*GIVEN REQUEST*.
Turn the data below into a Markdown table with two columns, Row and Text. Number each line and leave out any blank lines.
-------------------------
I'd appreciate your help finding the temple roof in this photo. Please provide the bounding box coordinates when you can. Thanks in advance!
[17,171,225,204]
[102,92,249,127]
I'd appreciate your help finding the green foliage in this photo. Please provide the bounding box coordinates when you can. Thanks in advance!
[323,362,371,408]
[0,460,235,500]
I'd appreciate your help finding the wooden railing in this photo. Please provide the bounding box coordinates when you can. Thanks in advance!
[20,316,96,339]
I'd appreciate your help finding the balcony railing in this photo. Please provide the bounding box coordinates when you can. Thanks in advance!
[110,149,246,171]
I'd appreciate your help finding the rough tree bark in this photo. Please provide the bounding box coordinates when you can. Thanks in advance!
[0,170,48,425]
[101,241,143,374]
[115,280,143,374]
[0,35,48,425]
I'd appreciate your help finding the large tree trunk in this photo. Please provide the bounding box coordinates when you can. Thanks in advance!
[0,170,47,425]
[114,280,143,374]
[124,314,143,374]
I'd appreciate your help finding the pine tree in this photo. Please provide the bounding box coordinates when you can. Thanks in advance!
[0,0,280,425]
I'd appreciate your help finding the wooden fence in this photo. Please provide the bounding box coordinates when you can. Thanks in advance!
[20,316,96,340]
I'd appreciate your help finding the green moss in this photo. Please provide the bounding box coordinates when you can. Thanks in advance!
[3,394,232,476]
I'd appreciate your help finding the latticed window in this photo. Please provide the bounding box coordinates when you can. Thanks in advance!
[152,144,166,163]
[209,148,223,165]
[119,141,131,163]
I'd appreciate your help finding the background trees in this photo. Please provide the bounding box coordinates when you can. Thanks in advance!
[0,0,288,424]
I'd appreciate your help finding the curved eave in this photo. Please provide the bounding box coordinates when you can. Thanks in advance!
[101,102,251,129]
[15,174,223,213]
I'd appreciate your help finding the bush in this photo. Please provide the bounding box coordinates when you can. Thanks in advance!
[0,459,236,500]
-------------------------
*WRITTEN REPLY*.
| Row | Text |
|---|---|
| 1 | I'd appreciate your help finding the temple roof in this photo. Please provide the bounding box coordinates when you can. Thanks in advance! |
| 2 | [17,171,225,204] |
| 3 | [102,92,249,127] |
| 4 | I'd appreciate your help finding the green foliage in this photo. Please provide the bounding box coordinates when you can. Thanks in advance! |
| 5 | [323,362,371,408] |
| 6 | [0,460,235,500] |
| 7 | I'd appreciate your help finding the wooden railing in this photo. Please provide the bounding box coordinates when you can. Thanks in advance! |
| 8 | [20,316,96,339] |
| 9 | I'd appreciate your help finding the balcony railing in this photo. Please provide the bounding box coordinates when you can. Thanks in advance! |
| 10 | [110,149,246,171] |
| 11 | I'd appreciate your help finding the rough tree bark in this photo. Please provide the bounding box coordinates when you can. Thanks in advance! |
| 12 | [0,170,48,425] |
| 13 | [101,241,143,374] |
| 14 | [115,280,143,374] |
| 15 | [0,35,48,425] |
| 16 | I'd appreciate your help finding the large tree trunk in this photo. Please provide the bounding box coordinates when you can. Thanks in advance! |
| 17 | [0,170,47,425] |
| 18 | [114,280,143,374] |
| 19 | [124,314,143,374] |
| 20 | I'd appreciate your help finding the pine tree in this photo. Please provide the bounding box coordinates when you can. Thanks in advance! |
| 21 | [0,0,280,425] |
| 22 | I'd appreciate your help finding the wooden fence in this photo. Please provide the bounding box coordinates when you can. Thanks in advance! |
| 23 | [20,316,96,340] |
| 24 | I'd appreciate your help finding the green moss in this photo. Please provide the bounding box coordinates when you can. Thanks in advance! |
| 25 | [3,394,232,476] |
| 26 | I'd appreciate your help finding the latticed window in this photo. Please provide the bounding box coordinates when you can. Thanks in advance! |
| 27 | [152,144,166,163] |
| 28 | [209,148,223,165] |
| 29 | [119,141,131,163] |
| 30 | I'd appreciate your help finding the background trees in this photo. Please provide the bounding box coordinates when you can. Thanks in advance! |
| 31 | [0,0,288,424] |
| 32 | I'd appreciate your help finding the curved eave in this photo. Please provide the bounding box coordinates when you can. Thanks in advance! |
| 33 | [101,102,251,129] |
| 34 | [15,174,223,213] |
| 35 | I'd appreciate your help finding the bush in this photo. Please provide the bounding box coordinates when you can. Thanks in advance! |
| 36 | [0,459,236,500] |